* Exercise:
Return a copy of every line in the data below that contains "post".

* Given information:
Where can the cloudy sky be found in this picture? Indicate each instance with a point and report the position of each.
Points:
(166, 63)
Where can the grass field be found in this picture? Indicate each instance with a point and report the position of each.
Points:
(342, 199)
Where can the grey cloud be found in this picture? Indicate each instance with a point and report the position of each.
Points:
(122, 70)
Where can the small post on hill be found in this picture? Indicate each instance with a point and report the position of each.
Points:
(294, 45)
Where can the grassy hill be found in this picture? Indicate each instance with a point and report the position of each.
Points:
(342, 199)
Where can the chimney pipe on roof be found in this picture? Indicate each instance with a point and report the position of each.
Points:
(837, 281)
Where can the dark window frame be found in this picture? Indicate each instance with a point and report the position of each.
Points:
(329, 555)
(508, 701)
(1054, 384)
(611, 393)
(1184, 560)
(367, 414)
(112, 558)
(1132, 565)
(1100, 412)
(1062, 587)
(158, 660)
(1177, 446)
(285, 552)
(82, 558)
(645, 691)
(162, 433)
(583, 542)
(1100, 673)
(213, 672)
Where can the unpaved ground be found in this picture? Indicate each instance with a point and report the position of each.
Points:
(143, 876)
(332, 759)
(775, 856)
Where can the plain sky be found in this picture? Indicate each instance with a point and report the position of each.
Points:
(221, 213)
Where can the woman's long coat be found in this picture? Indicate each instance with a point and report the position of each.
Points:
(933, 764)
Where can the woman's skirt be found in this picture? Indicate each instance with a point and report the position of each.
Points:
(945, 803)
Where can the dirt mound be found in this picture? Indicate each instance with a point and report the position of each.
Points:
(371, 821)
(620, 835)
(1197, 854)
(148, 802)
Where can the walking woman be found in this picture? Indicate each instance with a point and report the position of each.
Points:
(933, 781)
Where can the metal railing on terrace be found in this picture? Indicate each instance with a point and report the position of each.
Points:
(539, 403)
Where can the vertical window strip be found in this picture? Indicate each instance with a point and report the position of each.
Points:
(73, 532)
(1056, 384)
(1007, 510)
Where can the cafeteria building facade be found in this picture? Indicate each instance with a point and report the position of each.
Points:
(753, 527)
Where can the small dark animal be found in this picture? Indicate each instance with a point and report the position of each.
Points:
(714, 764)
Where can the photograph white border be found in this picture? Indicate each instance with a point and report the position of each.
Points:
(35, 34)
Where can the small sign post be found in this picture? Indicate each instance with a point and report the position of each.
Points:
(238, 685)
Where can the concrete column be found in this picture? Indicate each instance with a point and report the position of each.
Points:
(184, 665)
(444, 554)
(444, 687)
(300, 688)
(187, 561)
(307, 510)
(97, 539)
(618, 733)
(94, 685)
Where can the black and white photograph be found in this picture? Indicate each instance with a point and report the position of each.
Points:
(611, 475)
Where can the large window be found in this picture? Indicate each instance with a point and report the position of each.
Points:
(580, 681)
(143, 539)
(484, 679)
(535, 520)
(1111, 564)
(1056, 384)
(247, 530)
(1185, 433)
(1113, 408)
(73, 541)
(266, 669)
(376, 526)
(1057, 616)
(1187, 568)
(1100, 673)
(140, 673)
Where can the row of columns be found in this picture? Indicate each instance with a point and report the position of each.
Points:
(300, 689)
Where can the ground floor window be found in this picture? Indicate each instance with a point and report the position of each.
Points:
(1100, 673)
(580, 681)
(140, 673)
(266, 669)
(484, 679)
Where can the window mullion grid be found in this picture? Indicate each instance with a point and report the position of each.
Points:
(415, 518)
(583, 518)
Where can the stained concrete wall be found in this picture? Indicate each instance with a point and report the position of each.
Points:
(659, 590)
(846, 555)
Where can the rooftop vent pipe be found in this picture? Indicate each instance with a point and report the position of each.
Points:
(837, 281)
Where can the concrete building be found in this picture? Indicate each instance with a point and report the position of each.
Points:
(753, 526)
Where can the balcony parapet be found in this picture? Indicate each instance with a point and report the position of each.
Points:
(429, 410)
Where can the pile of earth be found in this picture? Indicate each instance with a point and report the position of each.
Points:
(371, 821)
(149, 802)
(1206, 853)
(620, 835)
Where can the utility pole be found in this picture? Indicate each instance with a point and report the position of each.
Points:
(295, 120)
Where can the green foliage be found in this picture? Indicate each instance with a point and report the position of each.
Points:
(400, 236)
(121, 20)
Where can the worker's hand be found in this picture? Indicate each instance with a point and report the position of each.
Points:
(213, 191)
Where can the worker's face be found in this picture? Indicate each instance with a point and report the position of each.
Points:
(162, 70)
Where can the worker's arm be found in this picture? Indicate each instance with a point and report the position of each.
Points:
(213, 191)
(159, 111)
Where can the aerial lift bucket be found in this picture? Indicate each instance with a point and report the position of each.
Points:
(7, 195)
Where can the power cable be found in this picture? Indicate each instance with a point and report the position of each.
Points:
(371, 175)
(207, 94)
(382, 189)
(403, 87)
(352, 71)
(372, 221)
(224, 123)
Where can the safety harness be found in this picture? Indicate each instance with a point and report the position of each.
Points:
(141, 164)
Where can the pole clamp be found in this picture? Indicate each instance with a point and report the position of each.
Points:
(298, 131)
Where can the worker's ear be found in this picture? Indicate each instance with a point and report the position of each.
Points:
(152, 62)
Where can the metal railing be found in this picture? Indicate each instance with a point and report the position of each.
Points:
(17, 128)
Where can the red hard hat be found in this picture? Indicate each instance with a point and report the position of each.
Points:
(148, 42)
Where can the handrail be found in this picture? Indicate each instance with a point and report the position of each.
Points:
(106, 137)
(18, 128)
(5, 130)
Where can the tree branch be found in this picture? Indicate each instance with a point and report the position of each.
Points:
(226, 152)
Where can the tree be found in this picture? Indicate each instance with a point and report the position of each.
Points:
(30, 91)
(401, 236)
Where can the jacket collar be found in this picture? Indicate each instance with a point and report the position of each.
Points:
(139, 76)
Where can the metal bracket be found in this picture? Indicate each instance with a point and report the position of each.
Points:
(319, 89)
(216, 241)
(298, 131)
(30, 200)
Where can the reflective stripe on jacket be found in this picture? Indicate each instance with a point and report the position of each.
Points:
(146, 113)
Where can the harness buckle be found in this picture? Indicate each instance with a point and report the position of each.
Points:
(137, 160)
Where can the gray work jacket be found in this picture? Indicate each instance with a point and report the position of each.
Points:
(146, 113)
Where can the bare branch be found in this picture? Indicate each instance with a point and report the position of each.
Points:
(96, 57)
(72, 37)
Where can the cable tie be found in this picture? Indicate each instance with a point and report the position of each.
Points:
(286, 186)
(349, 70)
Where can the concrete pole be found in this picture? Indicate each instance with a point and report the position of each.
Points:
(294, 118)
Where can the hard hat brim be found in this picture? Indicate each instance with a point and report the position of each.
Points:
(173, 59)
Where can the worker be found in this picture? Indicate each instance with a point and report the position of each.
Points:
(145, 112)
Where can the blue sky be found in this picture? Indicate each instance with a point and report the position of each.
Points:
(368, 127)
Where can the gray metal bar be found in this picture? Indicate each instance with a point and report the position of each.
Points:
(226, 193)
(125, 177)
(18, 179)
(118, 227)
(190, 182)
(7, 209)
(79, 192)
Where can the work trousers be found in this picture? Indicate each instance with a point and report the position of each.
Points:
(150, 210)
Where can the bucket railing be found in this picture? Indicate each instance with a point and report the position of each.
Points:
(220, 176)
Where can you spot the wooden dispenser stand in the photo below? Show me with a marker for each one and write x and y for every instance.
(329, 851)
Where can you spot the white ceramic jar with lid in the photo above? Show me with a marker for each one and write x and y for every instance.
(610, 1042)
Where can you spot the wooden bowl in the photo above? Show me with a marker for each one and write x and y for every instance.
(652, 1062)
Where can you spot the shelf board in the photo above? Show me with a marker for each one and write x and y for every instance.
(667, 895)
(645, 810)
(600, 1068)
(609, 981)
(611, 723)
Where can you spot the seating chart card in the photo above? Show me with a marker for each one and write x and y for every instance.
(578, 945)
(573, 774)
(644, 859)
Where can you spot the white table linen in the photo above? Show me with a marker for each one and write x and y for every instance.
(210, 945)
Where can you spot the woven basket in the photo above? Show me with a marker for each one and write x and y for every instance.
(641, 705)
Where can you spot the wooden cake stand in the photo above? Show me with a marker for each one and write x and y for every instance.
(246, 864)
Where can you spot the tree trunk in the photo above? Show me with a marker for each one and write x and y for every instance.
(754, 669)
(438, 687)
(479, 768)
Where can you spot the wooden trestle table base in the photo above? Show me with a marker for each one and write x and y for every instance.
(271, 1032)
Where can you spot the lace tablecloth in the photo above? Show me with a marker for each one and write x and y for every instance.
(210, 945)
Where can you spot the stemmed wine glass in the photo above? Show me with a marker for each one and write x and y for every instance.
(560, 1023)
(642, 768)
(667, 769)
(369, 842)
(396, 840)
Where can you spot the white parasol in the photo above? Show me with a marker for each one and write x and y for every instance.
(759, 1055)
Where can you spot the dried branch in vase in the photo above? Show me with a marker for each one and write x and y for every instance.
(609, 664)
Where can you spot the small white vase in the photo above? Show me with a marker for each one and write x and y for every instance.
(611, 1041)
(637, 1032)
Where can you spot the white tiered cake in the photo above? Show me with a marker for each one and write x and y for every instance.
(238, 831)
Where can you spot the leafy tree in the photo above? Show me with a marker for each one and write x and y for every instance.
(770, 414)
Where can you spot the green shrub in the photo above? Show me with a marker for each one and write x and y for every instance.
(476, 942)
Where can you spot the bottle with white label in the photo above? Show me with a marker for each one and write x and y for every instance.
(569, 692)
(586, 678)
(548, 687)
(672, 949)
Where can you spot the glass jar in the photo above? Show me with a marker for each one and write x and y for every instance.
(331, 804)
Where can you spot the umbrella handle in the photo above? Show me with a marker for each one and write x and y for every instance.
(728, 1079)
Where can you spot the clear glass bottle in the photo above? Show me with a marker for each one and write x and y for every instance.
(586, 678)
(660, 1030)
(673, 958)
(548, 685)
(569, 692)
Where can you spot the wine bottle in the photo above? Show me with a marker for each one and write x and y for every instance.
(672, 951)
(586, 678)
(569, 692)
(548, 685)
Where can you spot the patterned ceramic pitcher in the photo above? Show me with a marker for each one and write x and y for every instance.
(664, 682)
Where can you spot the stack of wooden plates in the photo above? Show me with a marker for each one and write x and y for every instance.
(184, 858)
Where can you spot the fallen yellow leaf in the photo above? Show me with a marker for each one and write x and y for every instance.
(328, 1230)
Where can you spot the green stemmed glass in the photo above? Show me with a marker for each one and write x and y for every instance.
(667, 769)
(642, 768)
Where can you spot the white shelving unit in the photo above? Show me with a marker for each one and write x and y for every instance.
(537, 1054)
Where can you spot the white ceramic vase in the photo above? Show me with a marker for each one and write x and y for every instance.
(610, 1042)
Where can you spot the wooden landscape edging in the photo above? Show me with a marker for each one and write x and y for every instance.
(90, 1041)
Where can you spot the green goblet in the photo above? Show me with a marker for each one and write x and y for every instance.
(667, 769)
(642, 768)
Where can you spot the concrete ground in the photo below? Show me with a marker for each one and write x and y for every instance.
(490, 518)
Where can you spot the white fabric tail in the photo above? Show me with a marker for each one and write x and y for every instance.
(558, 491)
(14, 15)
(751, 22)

* Solved problem:
Where can the small post on hill be found in this picture? Indicate each instance with a point and report the position of each.
Where can the small sign post be found in this picture? Indicate each instance with a point and report the position of each.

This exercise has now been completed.